В комической иронии важен мотив изгнания «козла отпущения» из общества. «Требование финального возмездия для преступника, каким бы негодяем он не был, ведет к обнаружению виновности самого общества, большей, чем вина героя» (Фрай 1987, с. 243). В иронической литературе «банальнейшие явления повседневной жизни превращаются в мистическое и роковое» (Фрай 1987, с. 244), способное с помощью иронии выявить их собственную абсурдность.

--

* **Задания**
a) Какой мотив, согласно тексту страницы, важен в комической иронии?
b) Воспроизведите, пожалуйста, дословно отрывок текста страницы между словами «В комической иронии» и «их собственную абсурдность.», включая их.
Материал ниже с текстом страницы не связан.

--

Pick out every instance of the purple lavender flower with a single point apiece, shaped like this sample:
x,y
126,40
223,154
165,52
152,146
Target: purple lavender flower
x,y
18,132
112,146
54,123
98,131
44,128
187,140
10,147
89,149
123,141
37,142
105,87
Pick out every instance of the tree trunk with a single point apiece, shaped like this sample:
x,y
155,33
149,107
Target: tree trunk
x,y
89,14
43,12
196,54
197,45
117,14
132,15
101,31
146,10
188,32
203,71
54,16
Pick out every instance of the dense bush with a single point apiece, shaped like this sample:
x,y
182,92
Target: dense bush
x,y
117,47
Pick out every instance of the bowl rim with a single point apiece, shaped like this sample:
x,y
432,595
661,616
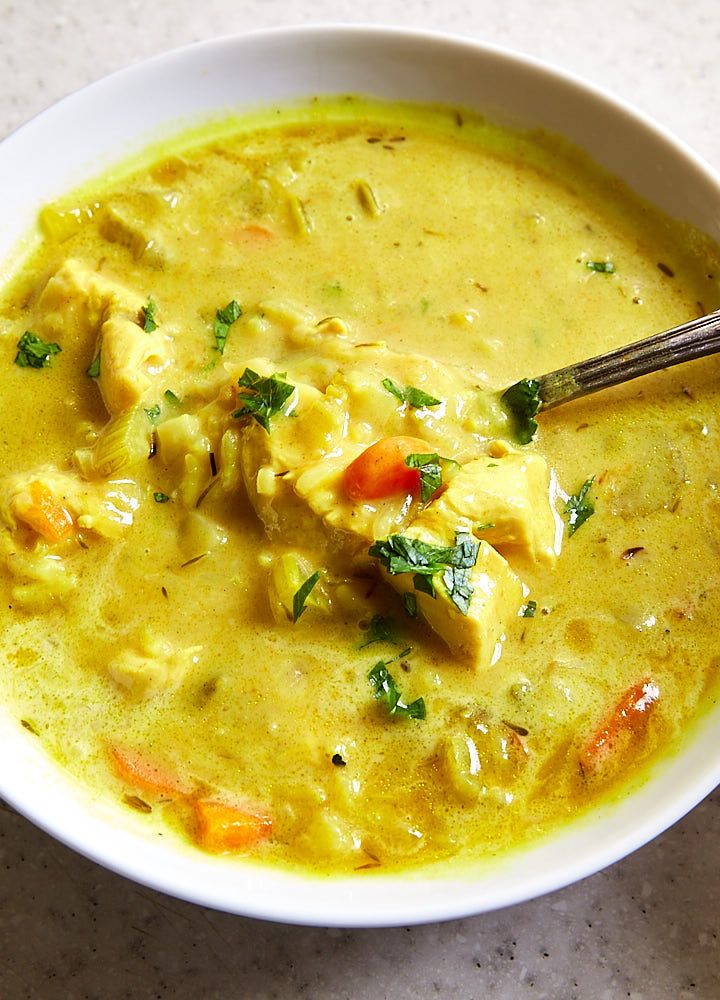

--

* **Ответы к заданиям**
a) Мотив изгнания «козла отпущения» из общества.

b)
В комической иронии важен мотив изгнания «козла отпущения» из общества. «Требование финального возмездия для преступника, каким бы негодяем он не был, ведет к обнаружению виновности самого общества, большей, чем вина героя» (Фрай 1987, с. 243). В иронической литературе «банальнейшие явления повседневной жизни превращаются в мистическое и роковое» (Фрай 1987, с. 244), способное с помощью иронии выявить их собственную абсурдность.